━━━ RECORDS FOR THIS EXERCISE ━━━
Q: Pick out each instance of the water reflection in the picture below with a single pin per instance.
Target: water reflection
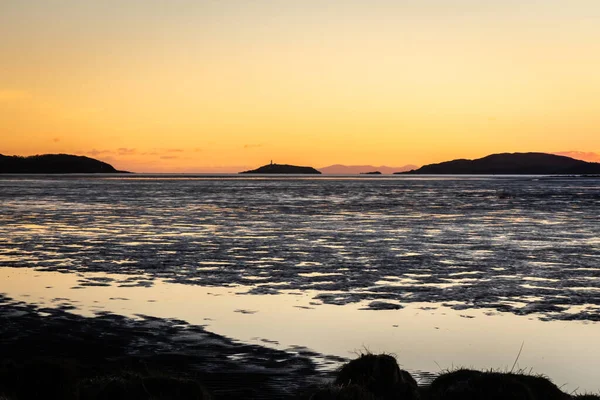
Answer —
(424, 336)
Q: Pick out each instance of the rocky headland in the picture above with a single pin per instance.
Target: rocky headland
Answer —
(282, 169)
(512, 164)
(54, 164)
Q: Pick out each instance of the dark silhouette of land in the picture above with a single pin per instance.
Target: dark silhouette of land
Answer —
(54, 164)
(339, 169)
(282, 169)
(512, 164)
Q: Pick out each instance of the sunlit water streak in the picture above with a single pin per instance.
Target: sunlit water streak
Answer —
(484, 245)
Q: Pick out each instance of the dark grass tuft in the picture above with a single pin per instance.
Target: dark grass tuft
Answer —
(466, 384)
(380, 375)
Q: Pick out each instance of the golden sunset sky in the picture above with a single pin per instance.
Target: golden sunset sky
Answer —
(224, 85)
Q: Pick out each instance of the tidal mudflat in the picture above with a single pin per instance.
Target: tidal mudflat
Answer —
(440, 271)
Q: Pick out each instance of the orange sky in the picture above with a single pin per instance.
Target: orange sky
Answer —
(182, 85)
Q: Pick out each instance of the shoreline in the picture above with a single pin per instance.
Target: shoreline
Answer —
(87, 355)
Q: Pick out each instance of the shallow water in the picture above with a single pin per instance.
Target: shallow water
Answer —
(311, 254)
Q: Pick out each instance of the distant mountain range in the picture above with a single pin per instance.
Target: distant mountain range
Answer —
(338, 169)
(54, 164)
(513, 164)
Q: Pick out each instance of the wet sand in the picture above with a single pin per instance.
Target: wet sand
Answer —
(109, 344)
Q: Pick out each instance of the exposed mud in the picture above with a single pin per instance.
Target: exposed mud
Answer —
(519, 245)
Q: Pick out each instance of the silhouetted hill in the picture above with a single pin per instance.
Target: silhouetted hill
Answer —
(53, 164)
(339, 169)
(512, 164)
(282, 169)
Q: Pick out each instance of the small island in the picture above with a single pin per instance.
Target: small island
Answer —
(54, 164)
(512, 164)
(282, 169)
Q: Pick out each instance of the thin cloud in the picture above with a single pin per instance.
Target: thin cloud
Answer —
(123, 151)
(95, 152)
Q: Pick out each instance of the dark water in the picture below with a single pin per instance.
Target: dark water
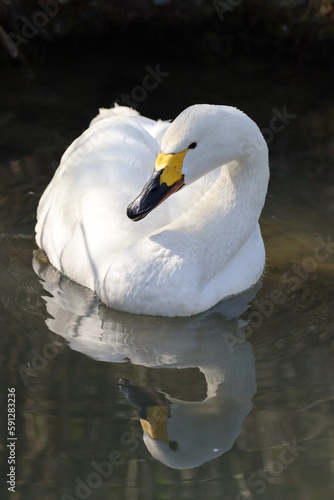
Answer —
(250, 383)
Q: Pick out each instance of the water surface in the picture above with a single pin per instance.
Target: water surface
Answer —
(249, 383)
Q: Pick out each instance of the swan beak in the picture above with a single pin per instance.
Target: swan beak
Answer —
(153, 408)
(167, 178)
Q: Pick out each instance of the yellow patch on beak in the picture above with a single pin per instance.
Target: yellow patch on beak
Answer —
(171, 166)
(155, 424)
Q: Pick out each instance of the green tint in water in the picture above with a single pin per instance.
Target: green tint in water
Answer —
(250, 389)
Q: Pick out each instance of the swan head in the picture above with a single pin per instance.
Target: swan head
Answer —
(202, 138)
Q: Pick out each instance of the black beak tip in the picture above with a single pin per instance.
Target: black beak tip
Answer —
(133, 212)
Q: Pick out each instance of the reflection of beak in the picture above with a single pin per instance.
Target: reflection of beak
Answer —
(167, 178)
(153, 409)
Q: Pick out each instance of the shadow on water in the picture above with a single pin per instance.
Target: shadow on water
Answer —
(193, 425)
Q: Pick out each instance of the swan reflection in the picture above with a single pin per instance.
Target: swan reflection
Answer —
(180, 434)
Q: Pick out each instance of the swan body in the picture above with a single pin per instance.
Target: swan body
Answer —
(197, 247)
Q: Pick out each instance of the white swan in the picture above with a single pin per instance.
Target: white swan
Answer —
(199, 246)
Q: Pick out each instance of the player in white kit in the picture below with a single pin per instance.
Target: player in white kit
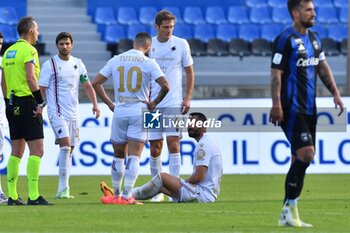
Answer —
(59, 81)
(132, 74)
(204, 183)
(3, 198)
(173, 56)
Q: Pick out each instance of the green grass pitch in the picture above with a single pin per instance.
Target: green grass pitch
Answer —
(247, 203)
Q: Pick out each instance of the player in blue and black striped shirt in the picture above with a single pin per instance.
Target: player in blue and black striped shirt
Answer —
(297, 59)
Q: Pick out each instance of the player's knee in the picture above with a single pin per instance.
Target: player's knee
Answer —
(309, 155)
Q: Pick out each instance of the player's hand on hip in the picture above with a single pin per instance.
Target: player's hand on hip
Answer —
(276, 116)
(96, 112)
(185, 106)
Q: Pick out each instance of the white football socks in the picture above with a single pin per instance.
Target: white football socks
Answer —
(117, 171)
(155, 165)
(174, 164)
(131, 174)
(64, 162)
(1, 192)
(149, 189)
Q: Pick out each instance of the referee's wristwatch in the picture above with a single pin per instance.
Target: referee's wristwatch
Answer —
(43, 104)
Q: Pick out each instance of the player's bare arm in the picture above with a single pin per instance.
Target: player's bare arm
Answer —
(327, 78)
(33, 85)
(97, 84)
(185, 106)
(164, 89)
(3, 84)
(92, 97)
(198, 175)
(276, 112)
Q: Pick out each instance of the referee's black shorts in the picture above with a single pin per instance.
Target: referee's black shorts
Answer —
(22, 122)
(300, 130)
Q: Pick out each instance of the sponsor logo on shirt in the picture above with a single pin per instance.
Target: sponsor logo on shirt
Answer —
(11, 54)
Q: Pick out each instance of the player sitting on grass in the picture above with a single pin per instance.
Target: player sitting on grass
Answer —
(204, 183)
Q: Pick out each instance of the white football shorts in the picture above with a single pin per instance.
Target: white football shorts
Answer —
(168, 114)
(194, 193)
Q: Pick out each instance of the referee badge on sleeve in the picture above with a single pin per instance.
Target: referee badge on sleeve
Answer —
(277, 58)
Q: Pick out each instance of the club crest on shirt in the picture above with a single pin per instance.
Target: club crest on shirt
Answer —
(298, 41)
(305, 137)
(200, 154)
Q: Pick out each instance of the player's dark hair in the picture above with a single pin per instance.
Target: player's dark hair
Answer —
(24, 25)
(143, 39)
(200, 116)
(64, 35)
(294, 4)
(164, 15)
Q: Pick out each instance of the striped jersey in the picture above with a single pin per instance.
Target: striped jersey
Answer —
(62, 79)
(298, 56)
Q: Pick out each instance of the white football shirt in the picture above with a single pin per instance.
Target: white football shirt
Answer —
(62, 81)
(171, 56)
(132, 73)
(207, 153)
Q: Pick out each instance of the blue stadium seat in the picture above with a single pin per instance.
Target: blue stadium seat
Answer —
(270, 31)
(133, 29)
(114, 33)
(127, 16)
(277, 3)
(340, 3)
(338, 32)
(343, 14)
(260, 15)
(104, 15)
(256, 3)
(226, 32)
(238, 15)
(147, 15)
(323, 3)
(248, 32)
(193, 15)
(320, 29)
(175, 11)
(8, 33)
(8, 15)
(327, 14)
(204, 32)
(215, 15)
(281, 15)
(183, 31)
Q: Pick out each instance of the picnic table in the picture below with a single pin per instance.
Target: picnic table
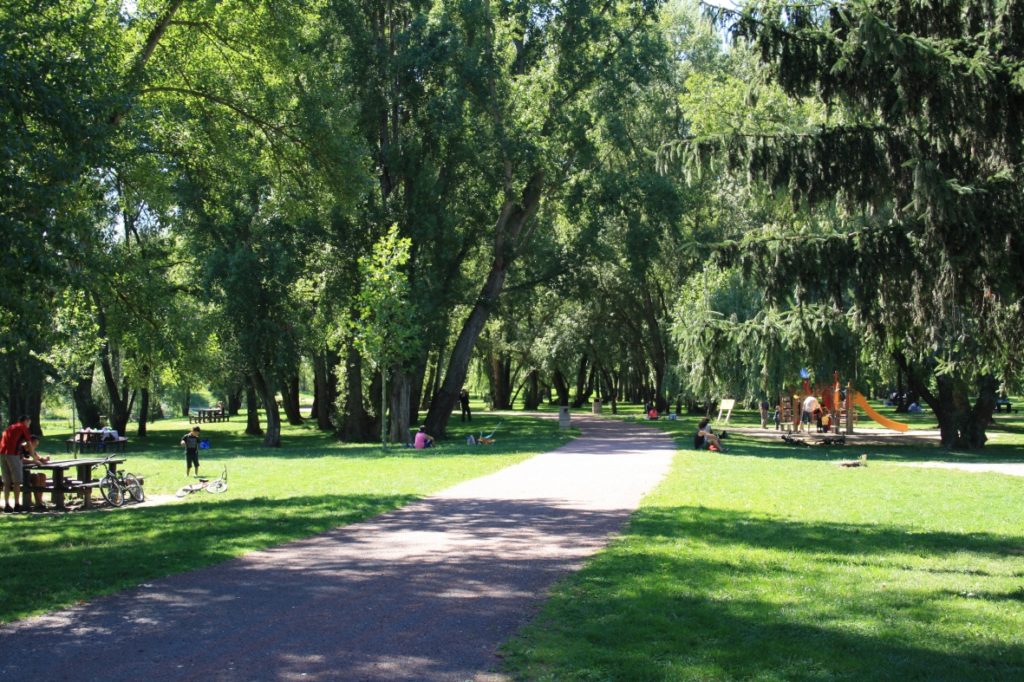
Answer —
━━━
REQUIRED WORK: Your reply should consist solely of the lines above, from the opening line through the line with "Target: distant mountain range", reproduced exactly and without pictures.

THE COMPLETED TASK:
Q: Pick out each instance of the water reflection in the picture below with a single pin per instance.
Target: water reflection
Answer —
(424, 336)
Q: Pick out each instance of the rocky headland in the picture above with a single pin per instance.
Target: rocky headland
Answer —
(282, 169)
(512, 164)
(54, 164)
Q: Pick out each instance of the dark silhouette of land in the picture above with a single pin per instance.
Target: dark silhouette of land
Answer —
(54, 164)
(339, 169)
(282, 169)
(512, 164)
Q: Pick out each instance of the sunlit water streak in the picture above with a single pin per instance.
Target: sunlit water streak
Answer —
(484, 245)
Q: Pick out each instance of the dark grass tuft in the picture above with a single pin per instance.
Target: dark grass tuft
Answer —
(466, 384)
(380, 375)
Q: Pick out each instance of the golden sunset sky in the picture above with a single pin per instance.
Target: golden sunset sky
Answer —
(224, 85)
Q: Pick out each instance of the tidal mudflat in the picture above with a single pin per instance.
Target: tidal mudflat
Answer —
(440, 271)
Q: Pick out each instance of the orange sky in the picture above with a single pin per instance.
Target: orange sky
Answer —
(182, 85)
Q: Pick out each instance of the shoreline in the picture above with a single pin per instance.
Target: shoreline
Answer —
(87, 355)
Q: Pick out each instance of the shallow water in the picture above with a single pin per instance.
Target: shallow water
Answer —
(311, 254)
Q: Pick out each instance of the distant mountain range in the picture above with a single pin per instance.
Target: distant mountain range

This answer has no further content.